-- Materials provided start --

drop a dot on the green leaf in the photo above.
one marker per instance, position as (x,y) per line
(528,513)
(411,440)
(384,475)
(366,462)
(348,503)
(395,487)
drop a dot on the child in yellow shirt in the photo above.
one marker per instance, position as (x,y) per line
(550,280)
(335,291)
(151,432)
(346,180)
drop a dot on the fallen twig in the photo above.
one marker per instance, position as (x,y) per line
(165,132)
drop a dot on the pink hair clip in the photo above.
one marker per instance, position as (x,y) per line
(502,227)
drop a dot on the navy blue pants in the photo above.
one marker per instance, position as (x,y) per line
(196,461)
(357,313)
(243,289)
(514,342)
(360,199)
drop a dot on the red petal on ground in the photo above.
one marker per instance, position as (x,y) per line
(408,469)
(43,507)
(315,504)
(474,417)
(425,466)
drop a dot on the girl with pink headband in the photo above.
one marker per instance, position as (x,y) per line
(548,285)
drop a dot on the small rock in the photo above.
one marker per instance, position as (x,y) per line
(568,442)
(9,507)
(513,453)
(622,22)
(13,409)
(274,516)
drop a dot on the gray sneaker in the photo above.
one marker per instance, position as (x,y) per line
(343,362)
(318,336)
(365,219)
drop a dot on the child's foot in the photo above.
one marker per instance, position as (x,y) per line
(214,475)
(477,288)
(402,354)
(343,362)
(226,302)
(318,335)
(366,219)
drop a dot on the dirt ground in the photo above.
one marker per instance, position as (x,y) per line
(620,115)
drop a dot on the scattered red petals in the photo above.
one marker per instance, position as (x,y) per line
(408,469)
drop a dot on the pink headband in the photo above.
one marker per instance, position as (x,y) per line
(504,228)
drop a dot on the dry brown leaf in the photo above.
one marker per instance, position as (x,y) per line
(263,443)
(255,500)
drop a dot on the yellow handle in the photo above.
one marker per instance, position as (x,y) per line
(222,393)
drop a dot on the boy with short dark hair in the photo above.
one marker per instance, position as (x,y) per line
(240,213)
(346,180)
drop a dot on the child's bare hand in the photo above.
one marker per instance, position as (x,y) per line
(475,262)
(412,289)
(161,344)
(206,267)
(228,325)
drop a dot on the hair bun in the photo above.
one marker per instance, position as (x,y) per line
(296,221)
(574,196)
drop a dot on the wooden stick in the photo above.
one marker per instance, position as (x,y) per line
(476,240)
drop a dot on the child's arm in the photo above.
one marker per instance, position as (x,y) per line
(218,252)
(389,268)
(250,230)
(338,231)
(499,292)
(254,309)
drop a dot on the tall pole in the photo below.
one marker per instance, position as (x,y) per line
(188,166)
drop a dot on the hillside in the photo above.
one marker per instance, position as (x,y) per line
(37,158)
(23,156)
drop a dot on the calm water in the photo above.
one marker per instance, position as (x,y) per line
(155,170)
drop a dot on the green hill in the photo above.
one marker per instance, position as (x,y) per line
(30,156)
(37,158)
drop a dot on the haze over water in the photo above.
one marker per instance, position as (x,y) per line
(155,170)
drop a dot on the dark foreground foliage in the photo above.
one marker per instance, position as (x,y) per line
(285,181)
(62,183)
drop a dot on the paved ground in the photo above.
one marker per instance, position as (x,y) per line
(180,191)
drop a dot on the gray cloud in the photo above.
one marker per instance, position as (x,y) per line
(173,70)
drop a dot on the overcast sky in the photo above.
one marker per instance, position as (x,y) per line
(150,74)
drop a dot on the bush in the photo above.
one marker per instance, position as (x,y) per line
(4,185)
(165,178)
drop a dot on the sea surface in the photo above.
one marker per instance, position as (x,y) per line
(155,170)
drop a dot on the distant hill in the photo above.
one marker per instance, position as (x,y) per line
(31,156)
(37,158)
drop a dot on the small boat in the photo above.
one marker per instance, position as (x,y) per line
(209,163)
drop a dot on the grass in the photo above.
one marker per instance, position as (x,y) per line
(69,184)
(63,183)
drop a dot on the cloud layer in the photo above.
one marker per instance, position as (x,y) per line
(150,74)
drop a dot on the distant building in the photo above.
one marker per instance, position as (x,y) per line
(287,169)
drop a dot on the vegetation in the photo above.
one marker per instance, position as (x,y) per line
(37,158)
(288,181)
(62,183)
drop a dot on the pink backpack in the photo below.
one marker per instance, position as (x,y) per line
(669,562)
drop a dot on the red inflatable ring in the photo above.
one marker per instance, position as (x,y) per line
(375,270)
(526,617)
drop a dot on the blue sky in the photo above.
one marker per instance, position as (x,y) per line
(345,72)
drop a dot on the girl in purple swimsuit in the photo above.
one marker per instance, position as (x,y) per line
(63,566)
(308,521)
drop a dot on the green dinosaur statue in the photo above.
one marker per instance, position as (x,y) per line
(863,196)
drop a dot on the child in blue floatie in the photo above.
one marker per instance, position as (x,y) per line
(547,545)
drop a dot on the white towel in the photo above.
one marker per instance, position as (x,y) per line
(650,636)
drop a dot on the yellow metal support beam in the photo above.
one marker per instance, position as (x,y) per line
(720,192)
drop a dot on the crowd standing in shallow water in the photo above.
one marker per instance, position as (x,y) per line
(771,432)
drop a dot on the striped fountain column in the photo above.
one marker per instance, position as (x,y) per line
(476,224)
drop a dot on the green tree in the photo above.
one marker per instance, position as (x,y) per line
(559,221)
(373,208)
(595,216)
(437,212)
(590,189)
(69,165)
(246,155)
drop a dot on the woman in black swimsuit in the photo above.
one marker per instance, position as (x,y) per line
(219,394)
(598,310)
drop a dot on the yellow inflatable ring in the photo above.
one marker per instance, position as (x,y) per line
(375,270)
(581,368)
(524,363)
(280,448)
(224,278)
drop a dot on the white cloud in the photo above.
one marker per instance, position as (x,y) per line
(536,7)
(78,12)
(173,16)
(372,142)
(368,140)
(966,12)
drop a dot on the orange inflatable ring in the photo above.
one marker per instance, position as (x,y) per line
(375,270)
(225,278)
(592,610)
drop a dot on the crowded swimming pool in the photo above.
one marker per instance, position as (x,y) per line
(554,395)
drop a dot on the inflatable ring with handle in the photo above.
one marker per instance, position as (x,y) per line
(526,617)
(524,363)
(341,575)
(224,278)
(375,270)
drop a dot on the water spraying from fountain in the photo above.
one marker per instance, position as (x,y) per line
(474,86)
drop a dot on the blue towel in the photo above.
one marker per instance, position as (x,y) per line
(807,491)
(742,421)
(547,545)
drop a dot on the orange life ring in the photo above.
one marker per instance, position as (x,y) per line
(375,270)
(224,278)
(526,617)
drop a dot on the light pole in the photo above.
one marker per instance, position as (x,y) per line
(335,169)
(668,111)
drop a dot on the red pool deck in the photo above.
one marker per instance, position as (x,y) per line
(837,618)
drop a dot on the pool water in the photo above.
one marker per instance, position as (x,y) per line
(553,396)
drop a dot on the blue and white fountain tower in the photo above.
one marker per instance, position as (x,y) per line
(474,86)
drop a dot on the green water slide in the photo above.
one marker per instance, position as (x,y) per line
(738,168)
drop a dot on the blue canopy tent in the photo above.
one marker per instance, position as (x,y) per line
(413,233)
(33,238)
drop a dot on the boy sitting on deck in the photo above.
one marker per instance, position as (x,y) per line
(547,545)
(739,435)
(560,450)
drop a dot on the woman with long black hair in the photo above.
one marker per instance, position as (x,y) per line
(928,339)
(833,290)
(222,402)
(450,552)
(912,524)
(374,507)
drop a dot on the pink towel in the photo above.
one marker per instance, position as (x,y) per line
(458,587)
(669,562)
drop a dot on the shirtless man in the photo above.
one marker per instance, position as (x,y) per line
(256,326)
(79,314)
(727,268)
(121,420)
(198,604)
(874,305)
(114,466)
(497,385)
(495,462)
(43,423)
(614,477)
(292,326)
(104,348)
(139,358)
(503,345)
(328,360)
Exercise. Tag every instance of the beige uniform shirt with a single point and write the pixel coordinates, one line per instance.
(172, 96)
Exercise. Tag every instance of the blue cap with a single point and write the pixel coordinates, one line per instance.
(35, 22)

-- Materials provided end --

## Problem requirements
Every line from the one containing "drop a dot on the woman with" through the last line must be copied exactly; leave out the rest.

## Complete response
drop a dot on the woman with long black hair in the photo above.
one marker per instance, position as (x,y) per line
(928,339)
(833,290)
(222,402)
(450,552)
(912,524)
(374,507)
drop a dot on the pink towel in the photo above.
one marker per instance, position as (x,y) per line
(458,587)
(669,562)
drop a dot on the shirtless man in the photo above.
one marker per instance, position as (x,y) per line
(256,326)
(79,314)
(727,268)
(121,420)
(198,604)
(874,305)
(114,466)
(497,385)
(495,462)
(43,423)
(614,477)
(292,326)
(104,348)
(139,358)
(503,345)
(328,360)
Exercise. Tag every instance of the beige uniform shirt with a single point and write the pixel coordinates, one line per instance.
(172, 96)
Exercise. Tag every instance of the blue cap with a single point and write the pixel coordinates, one line per instance.
(35, 22)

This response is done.